Task instructions: Please copy word for word the data below, starting at the line with "Point out every instance of the green barrier" and ending with the line with "x=77, y=383", both included. Give only those lines.

[Listed records start]

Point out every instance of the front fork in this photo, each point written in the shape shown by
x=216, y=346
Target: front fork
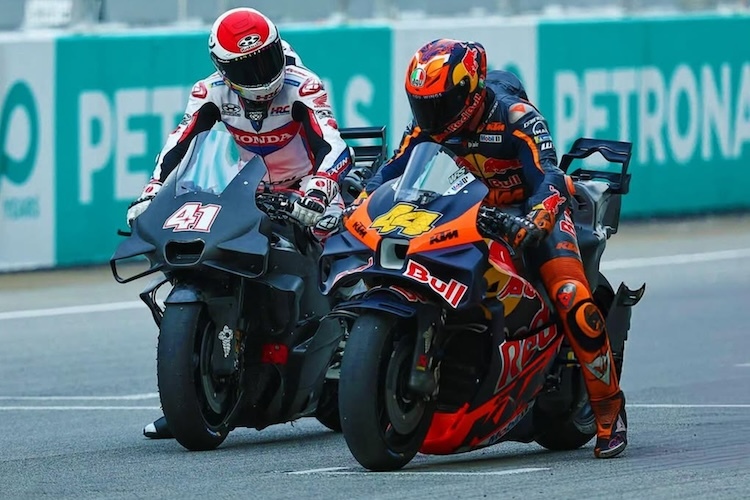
x=425, y=369
x=618, y=319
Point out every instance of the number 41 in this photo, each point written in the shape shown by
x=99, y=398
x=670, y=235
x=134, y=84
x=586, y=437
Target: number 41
x=193, y=217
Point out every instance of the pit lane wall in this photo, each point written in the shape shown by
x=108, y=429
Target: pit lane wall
x=83, y=116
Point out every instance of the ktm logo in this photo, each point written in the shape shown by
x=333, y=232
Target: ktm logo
x=443, y=236
x=495, y=127
x=263, y=140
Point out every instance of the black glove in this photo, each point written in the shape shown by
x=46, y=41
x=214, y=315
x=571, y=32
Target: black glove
x=518, y=232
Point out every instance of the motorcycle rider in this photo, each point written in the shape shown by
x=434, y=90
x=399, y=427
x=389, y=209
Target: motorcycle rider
x=274, y=107
x=487, y=120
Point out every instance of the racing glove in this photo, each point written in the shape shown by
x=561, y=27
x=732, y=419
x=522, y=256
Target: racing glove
x=144, y=200
x=355, y=204
x=518, y=232
x=318, y=193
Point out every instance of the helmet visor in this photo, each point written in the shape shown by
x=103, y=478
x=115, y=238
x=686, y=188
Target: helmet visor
x=253, y=70
x=434, y=113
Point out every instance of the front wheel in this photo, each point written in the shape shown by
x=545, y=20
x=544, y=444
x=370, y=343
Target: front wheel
x=196, y=403
x=384, y=423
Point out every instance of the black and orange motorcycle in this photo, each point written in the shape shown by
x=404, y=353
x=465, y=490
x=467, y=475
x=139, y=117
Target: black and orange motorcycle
x=454, y=345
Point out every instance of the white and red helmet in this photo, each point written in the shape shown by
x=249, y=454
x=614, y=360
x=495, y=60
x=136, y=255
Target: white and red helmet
x=246, y=49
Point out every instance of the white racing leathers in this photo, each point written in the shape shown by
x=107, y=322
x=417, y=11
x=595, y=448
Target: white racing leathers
x=299, y=137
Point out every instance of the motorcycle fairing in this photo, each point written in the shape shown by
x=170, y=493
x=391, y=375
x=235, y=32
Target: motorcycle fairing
x=516, y=371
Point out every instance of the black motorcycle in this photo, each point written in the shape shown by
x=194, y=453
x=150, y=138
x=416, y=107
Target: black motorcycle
x=243, y=335
x=454, y=345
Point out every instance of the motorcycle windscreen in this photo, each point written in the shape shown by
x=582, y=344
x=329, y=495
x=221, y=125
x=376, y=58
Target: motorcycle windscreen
x=211, y=162
x=431, y=172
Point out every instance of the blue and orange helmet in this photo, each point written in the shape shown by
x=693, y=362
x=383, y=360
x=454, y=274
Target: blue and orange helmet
x=445, y=85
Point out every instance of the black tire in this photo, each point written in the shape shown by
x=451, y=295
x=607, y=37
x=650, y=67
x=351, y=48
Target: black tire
x=579, y=427
x=195, y=404
x=327, y=411
x=376, y=362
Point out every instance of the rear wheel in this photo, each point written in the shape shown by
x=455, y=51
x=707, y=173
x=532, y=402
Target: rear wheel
x=196, y=403
x=384, y=423
x=575, y=428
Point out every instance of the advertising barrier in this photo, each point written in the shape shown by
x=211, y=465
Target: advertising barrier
x=674, y=87
x=81, y=125
x=118, y=97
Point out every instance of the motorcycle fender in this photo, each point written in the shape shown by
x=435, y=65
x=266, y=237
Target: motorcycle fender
x=306, y=369
x=618, y=319
x=381, y=300
x=185, y=293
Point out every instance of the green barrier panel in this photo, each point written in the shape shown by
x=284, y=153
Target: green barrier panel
x=678, y=88
x=118, y=97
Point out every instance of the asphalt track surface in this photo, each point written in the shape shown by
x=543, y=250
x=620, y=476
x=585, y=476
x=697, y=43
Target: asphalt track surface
x=77, y=383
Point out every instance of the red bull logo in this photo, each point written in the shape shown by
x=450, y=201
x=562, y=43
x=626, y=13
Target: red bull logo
x=470, y=62
x=279, y=137
x=517, y=356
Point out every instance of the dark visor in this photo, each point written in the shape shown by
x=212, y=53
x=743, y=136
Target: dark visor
x=434, y=113
x=256, y=69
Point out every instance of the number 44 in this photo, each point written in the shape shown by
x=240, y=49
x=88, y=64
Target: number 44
x=193, y=217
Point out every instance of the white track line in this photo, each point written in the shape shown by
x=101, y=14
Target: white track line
x=688, y=258
x=129, y=397
x=77, y=408
x=667, y=260
x=343, y=471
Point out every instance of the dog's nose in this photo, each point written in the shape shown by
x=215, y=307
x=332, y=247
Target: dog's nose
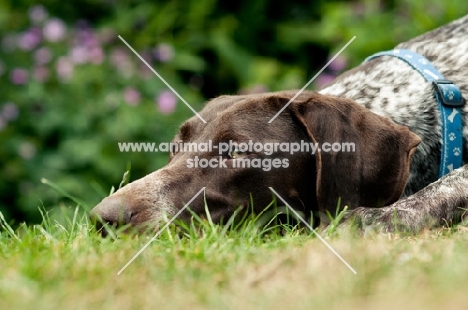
x=111, y=210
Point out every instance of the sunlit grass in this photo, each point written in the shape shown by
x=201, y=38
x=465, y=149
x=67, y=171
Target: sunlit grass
x=201, y=265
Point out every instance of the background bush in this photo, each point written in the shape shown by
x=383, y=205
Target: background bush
x=70, y=89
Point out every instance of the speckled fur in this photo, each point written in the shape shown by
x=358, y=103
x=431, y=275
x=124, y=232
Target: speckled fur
x=390, y=87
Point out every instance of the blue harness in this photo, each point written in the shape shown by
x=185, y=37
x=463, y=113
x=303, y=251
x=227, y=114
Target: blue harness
x=449, y=99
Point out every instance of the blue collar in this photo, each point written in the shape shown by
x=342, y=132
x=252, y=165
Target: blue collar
x=449, y=99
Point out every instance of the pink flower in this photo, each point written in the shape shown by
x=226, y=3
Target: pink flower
x=96, y=55
x=9, y=42
x=163, y=52
x=10, y=111
x=54, y=30
x=3, y=123
x=42, y=56
x=79, y=54
x=132, y=96
x=19, y=76
x=37, y=14
x=166, y=101
x=28, y=40
x=41, y=74
x=27, y=150
x=64, y=68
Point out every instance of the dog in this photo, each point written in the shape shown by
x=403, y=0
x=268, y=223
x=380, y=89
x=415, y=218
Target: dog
x=383, y=107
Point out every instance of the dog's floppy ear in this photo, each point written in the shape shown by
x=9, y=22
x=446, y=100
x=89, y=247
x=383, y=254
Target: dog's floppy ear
x=375, y=172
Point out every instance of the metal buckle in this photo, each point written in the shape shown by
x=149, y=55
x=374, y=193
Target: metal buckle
x=448, y=93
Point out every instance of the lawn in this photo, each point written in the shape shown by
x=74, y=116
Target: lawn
x=69, y=266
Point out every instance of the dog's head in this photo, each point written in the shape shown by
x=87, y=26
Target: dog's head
x=359, y=157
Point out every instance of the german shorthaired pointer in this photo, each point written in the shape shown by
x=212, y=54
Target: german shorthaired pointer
x=385, y=107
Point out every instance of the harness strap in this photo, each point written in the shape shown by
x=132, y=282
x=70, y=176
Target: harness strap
x=449, y=100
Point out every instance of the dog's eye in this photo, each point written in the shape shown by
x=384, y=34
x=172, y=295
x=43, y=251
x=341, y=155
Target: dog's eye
x=236, y=153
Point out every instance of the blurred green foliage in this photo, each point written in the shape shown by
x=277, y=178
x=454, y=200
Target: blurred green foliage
x=71, y=89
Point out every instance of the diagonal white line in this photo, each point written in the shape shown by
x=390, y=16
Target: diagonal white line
x=310, y=227
x=311, y=80
x=161, y=78
x=159, y=232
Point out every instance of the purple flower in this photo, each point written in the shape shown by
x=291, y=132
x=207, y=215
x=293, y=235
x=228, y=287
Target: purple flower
x=96, y=55
x=64, y=68
x=42, y=56
x=339, y=63
x=9, y=42
x=27, y=150
x=3, y=123
x=10, y=111
x=19, y=76
x=166, y=101
x=163, y=52
x=79, y=54
x=132, y=96
x=28, y=40
x=41, y=74
x=54, y=30
x=87, y=37
x=37, y=14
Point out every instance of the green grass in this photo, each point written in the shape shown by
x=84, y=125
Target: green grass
x=68, y=266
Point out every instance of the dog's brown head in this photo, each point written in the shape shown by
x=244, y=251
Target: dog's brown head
x=364, y=160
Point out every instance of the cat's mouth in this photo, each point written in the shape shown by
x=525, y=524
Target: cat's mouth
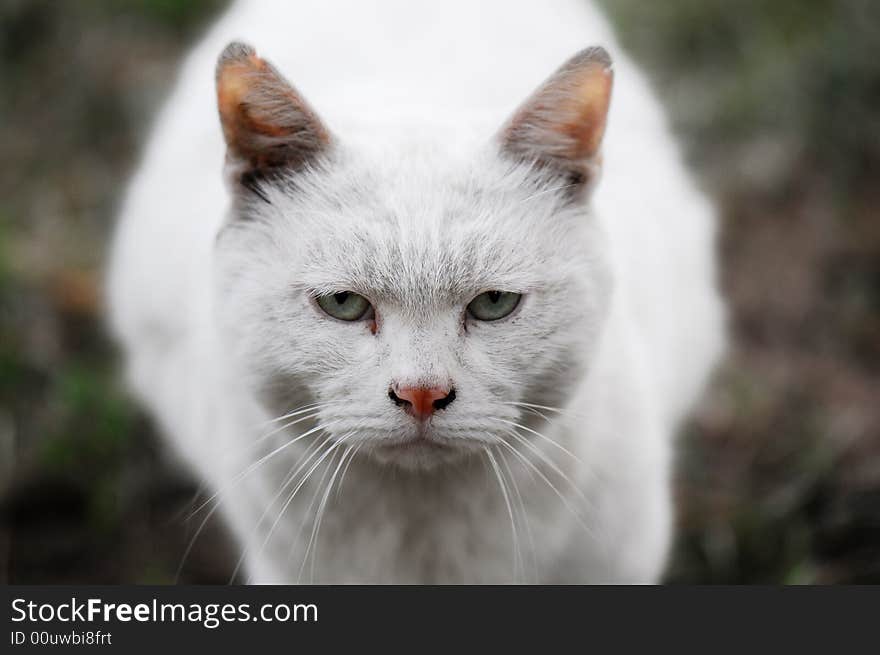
x=419, y=451
x=420, y=443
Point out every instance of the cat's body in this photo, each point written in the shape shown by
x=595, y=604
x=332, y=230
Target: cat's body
x=618, y=327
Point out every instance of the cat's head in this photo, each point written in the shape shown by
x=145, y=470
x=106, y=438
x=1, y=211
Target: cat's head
x=414, y=295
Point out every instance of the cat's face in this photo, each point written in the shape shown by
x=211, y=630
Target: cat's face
x=414, y=298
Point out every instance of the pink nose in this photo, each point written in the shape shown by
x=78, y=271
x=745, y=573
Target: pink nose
x=421, y=402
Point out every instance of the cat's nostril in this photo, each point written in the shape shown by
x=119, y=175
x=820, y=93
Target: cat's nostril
x=442, y=403
x=397, y=399
x=421, y=402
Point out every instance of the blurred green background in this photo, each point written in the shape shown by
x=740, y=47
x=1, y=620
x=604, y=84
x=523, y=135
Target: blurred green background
x=778, y=107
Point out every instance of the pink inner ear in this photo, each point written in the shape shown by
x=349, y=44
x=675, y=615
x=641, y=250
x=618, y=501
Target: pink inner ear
x=266, y=123
x=563, y=122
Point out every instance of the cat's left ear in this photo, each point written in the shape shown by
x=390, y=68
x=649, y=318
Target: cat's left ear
x=560, y=127
x=267, y=124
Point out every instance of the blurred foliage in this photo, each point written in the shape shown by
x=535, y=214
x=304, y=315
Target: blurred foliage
x=778, y=107
x=800, y=73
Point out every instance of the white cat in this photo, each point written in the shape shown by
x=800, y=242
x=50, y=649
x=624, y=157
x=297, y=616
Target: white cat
x=478, y=350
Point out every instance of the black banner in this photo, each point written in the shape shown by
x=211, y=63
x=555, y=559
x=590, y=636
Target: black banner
x=600, y=619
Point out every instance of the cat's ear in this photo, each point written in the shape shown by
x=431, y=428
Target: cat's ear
x=267, y=125
x=560, y=126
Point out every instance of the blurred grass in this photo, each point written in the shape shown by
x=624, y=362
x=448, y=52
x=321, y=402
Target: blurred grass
x=778, y=109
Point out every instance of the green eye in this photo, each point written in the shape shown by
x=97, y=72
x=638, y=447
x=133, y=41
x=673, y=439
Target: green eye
x=345, y=305
x=493, y=305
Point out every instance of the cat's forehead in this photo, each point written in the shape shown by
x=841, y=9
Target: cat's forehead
x=409, y=230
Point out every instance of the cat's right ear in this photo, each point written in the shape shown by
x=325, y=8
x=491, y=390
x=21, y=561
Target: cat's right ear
x=267, y=125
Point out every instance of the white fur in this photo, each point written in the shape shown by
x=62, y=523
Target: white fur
x=619, y=327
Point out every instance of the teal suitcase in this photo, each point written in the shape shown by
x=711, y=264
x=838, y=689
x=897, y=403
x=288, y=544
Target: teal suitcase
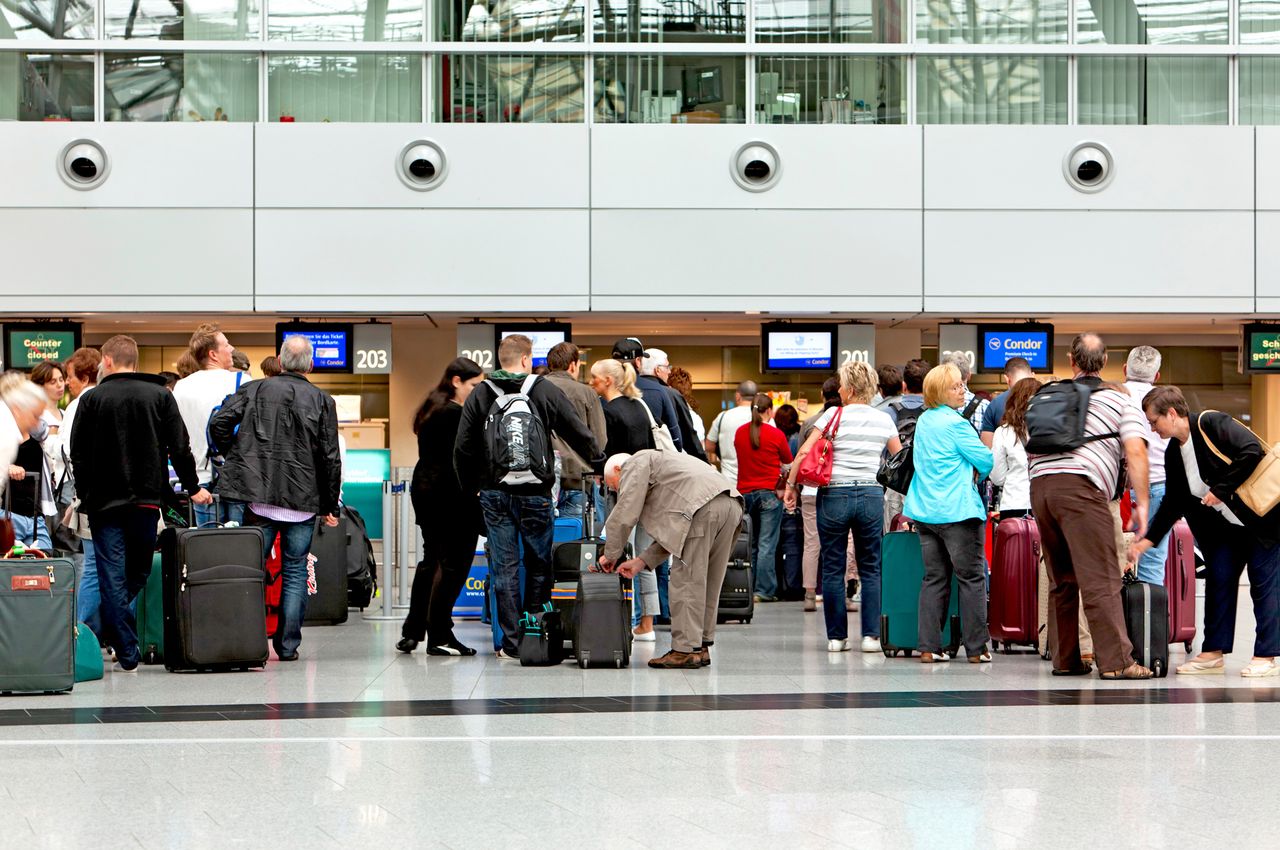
x=901, y=576
x=37, y=625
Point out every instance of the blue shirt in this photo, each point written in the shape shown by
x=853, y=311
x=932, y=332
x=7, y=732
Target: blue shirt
x=946, y=453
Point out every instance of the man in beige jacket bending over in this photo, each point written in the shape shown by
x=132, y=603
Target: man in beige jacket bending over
x=693, y=515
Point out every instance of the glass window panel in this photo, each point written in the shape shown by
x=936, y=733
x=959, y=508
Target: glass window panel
x=1152, y=90
x=1260, y=90
x=511, y=21
x=1151, y=22
x=539, y=88
x=991, y=90
x=36, y=87
x=670, y=90
x=344, y=19
x=44, y=19
x=181, y=87
x=1260, y=22
x=671, y=21
x=324, y=87
x=830, y=90
x=209, y=21
x=841, y=21
x=991, y=22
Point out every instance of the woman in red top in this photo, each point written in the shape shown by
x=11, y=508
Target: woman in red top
x=762, y=452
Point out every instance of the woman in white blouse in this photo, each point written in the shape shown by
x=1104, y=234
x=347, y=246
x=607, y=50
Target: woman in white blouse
x=1009, y=452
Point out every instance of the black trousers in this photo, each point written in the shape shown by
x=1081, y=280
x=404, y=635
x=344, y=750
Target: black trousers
x=438, y=583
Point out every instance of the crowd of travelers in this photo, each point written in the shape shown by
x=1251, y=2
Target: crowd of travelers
x=94, y=444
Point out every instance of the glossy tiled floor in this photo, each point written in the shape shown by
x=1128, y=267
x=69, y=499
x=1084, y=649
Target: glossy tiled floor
x=359, y=745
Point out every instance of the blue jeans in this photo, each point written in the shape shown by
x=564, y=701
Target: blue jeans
x=766, y=512
x=511, y=520
x=31, y=531
x=840, y=511
x=88, y=601
x=295, y=545
x=219, y=512
x=1151, y=565
x=124, y=539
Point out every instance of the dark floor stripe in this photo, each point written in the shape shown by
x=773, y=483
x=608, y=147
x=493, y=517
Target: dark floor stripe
x=618, y=704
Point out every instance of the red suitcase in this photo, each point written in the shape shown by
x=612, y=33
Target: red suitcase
x=1015, y=557
x=1180, y=583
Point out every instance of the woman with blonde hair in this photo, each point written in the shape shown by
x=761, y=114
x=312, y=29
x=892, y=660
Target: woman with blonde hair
x=850, y=502
x=949, y=515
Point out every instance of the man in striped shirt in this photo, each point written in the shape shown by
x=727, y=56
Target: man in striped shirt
x=1070, y=497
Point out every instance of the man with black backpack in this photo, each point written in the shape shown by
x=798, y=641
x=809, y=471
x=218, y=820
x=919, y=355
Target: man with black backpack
x=503, y=452
x=1079, y=433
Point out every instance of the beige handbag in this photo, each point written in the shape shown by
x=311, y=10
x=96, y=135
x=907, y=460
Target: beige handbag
x=1261, y=492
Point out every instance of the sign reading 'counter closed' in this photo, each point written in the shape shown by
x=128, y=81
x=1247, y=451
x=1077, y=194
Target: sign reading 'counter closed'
x=30, y=344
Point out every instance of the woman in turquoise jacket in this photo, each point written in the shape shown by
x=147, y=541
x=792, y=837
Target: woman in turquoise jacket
x=949, y=515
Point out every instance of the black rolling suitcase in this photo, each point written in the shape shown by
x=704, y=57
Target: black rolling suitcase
x=328, y=607
x=737, y=593
x=1146, y=616
x=214, y=617
x=602, y=634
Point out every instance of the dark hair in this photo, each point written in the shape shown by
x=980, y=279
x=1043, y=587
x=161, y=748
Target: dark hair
x=461, y=368
x=787, y=419
x=831, y=393
x=1015, y=406
x=562, y=356
x=1161, y=400
x=914, y=373
x=890, y=380
x=760, y=405
x=44, y=371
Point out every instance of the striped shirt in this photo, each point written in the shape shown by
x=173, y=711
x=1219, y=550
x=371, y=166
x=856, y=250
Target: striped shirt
x=1110, y=411
x=860, y=439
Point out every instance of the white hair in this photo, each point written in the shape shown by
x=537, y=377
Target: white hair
x=1143, y=364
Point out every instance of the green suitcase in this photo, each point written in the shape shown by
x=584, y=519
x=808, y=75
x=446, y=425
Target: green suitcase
x=901, y=576
x=150, y=616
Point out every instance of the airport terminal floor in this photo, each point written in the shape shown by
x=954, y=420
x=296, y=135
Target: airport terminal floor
x=777, y=744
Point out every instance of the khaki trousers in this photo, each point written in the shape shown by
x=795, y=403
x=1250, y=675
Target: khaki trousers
x=698, y=574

[Listed records end]

Task output:
Point out every instance of the green barrier panel in this photo, each point written in the shape shown by
x=284, y=153
Target: green barrier panel
x=678, y=88
x=118, y=97
Point out every instance of the asphalt track surface in this photo, each point written in the shape shown by
x=543, y=250
x=620, y=476
x=585, y=476
x=697, y=43
Target: asphalt track surface
x=77, y=383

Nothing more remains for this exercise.